§ **Objectives**:
1. From the MLflow Experiment Tracker excerpt, reproduce word for word the passage starting at "We are actively" and ending at "the API docs.".
2. According to the MLflow Experiment Tracker excerpt, which step decorator must go on every pipeline step that will log information through that component?

§ **Source excerpt**:

This method is not yet supported!
We are actively working on adding Secrets Manager support to the MLflow Experiment Tracker.
For more, up-to-date information on the MLflow Experiment Tracker implementation and its configuration, you can have a look at the API docs.

How do you use it?

To be able to log information from a ZenML pipeline step using the MLflow Experiment Tracker component in the active stack, you need to use the enable_mlflow step decorator on all pipeline steps where you plan on doing that. Then use MLflow's logging or auto-logging capabilities as you would normally do, e.g.:
from zenml.integrations.mlflow.mlflow_step_decorator import enable_mlflow
import mlflow
# Define the step and enable mlflow - order of decorators is important here
@enable_mlflow
@step
def tf_trainer(
x_train: np.ndarray,
y_train: np.ndarray,
) -> tf.keras.Model:
"""Train a neural net from scratch to recognize MNIST digits return our
model or the learner"""
# compile model
mlflow.tensorflow.autolog()

§ **Dataset content**:
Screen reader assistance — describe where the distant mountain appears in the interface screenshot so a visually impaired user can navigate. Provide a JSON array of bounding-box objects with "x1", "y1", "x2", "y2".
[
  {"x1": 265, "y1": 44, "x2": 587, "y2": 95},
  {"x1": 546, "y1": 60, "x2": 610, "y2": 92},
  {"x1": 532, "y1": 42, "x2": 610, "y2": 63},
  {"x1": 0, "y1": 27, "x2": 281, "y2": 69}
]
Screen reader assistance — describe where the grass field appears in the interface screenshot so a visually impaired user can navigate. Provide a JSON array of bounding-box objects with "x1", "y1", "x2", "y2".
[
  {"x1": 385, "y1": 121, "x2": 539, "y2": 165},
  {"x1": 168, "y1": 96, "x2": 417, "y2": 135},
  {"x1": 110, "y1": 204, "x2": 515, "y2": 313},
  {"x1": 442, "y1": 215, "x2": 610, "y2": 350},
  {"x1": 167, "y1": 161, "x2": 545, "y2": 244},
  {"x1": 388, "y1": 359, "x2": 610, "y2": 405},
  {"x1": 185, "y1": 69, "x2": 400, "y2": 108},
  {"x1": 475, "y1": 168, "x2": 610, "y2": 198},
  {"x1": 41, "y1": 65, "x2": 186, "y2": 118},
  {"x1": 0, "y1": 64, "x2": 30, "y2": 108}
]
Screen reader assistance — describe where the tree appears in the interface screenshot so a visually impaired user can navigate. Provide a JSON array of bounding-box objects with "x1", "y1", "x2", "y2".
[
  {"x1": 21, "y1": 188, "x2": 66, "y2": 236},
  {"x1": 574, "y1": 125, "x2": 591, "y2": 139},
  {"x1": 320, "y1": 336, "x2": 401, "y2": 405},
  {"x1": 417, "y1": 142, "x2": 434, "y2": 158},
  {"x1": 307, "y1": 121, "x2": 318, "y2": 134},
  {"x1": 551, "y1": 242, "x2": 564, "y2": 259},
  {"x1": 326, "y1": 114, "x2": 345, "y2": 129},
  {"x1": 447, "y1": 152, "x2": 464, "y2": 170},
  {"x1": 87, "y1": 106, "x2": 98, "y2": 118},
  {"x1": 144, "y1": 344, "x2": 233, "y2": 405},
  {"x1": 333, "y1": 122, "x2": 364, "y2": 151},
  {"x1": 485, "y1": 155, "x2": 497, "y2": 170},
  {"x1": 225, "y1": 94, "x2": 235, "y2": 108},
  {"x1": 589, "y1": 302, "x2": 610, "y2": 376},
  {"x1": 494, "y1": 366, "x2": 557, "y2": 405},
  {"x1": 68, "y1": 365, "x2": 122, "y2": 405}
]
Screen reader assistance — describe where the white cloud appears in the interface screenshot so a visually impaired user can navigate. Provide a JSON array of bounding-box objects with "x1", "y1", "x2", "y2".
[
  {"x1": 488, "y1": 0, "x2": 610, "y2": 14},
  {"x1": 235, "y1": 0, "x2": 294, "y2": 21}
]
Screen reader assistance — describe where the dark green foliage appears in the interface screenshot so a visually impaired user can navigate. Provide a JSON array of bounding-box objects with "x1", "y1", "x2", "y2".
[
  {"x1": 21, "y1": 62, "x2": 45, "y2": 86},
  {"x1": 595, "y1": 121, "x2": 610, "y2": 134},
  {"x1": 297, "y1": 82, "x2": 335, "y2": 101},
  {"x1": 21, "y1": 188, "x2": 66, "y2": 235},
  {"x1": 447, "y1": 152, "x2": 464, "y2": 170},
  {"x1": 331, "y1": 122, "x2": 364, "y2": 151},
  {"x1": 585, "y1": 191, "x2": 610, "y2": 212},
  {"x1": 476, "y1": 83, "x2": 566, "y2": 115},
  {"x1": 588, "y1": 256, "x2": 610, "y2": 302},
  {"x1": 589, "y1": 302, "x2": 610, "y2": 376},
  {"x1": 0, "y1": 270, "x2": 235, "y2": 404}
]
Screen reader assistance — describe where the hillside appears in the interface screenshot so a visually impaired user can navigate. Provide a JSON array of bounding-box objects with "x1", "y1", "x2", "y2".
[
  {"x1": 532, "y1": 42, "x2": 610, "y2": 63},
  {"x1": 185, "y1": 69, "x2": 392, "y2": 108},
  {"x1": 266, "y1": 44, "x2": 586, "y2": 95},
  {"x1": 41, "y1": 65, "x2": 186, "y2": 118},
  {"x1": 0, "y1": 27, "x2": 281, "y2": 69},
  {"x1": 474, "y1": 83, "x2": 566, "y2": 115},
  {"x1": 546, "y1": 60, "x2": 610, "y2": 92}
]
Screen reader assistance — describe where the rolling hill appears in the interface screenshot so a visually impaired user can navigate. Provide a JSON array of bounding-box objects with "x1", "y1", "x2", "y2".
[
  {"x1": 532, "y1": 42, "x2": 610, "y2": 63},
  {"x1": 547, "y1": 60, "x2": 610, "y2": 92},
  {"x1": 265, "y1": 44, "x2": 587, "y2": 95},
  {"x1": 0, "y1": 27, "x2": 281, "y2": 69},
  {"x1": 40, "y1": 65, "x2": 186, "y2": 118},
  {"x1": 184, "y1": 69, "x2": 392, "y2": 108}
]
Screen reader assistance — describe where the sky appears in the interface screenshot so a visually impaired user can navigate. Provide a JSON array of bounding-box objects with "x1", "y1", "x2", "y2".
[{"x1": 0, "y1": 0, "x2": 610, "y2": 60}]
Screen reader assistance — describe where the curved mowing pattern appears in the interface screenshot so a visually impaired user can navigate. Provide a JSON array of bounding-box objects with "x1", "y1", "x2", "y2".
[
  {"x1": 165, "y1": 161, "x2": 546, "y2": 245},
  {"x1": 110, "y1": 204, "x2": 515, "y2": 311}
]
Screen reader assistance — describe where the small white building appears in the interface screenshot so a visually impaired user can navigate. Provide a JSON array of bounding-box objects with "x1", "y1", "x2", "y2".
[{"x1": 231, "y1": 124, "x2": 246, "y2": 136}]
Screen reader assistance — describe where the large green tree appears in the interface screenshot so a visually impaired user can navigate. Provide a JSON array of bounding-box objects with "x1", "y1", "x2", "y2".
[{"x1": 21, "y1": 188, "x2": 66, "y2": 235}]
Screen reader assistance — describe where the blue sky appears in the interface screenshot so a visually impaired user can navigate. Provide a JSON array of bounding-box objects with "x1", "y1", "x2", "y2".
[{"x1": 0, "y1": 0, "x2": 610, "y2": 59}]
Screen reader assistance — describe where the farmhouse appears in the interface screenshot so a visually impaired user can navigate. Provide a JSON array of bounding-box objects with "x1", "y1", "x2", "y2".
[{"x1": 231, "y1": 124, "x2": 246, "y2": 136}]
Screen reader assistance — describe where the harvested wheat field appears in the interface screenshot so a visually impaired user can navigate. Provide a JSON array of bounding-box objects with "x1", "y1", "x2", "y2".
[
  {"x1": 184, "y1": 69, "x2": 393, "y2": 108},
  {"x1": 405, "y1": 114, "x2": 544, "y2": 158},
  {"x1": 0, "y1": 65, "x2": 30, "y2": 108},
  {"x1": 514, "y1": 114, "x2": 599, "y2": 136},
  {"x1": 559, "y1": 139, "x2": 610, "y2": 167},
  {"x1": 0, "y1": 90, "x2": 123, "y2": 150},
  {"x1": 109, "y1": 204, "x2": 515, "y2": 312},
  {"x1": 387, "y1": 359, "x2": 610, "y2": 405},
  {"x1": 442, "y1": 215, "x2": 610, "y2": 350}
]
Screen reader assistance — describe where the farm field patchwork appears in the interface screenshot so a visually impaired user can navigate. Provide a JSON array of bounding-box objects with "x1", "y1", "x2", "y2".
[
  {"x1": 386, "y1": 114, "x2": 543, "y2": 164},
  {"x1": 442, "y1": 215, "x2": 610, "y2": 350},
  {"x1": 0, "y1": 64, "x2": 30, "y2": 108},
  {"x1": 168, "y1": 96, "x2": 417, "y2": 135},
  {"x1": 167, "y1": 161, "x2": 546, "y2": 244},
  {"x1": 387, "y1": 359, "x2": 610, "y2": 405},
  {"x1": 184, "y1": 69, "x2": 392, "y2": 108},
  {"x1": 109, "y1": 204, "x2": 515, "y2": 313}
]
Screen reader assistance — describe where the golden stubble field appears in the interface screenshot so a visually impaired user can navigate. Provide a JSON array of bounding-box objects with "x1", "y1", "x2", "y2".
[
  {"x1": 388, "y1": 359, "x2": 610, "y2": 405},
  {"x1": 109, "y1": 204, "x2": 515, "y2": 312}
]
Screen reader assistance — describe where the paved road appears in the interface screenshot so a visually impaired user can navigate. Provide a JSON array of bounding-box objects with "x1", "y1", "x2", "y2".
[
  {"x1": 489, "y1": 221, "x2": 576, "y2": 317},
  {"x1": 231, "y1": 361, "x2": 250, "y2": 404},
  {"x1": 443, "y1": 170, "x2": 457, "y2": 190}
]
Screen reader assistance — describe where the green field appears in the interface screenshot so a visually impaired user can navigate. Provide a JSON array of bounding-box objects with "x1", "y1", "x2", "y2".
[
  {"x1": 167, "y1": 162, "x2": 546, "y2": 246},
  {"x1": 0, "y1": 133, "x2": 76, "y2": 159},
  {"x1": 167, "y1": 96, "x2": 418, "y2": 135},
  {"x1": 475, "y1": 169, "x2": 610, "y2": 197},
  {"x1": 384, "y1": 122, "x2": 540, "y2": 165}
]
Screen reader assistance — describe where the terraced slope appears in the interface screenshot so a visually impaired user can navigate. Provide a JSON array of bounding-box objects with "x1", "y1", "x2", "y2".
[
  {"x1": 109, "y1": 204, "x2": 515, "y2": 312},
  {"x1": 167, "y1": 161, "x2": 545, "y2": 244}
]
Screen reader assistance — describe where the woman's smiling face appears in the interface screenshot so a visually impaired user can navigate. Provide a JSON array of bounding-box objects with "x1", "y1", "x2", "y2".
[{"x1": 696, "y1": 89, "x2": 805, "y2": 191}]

§ **In response**:
1.
We are actively working on adding Secrets Manager support to the MLflow Experiment Tracker.
For more, up-to-date information on the MLflow Experiment Tracker implementation and its configuration, you can have a look at the API docs.

2. The enable_mlflow step decorator.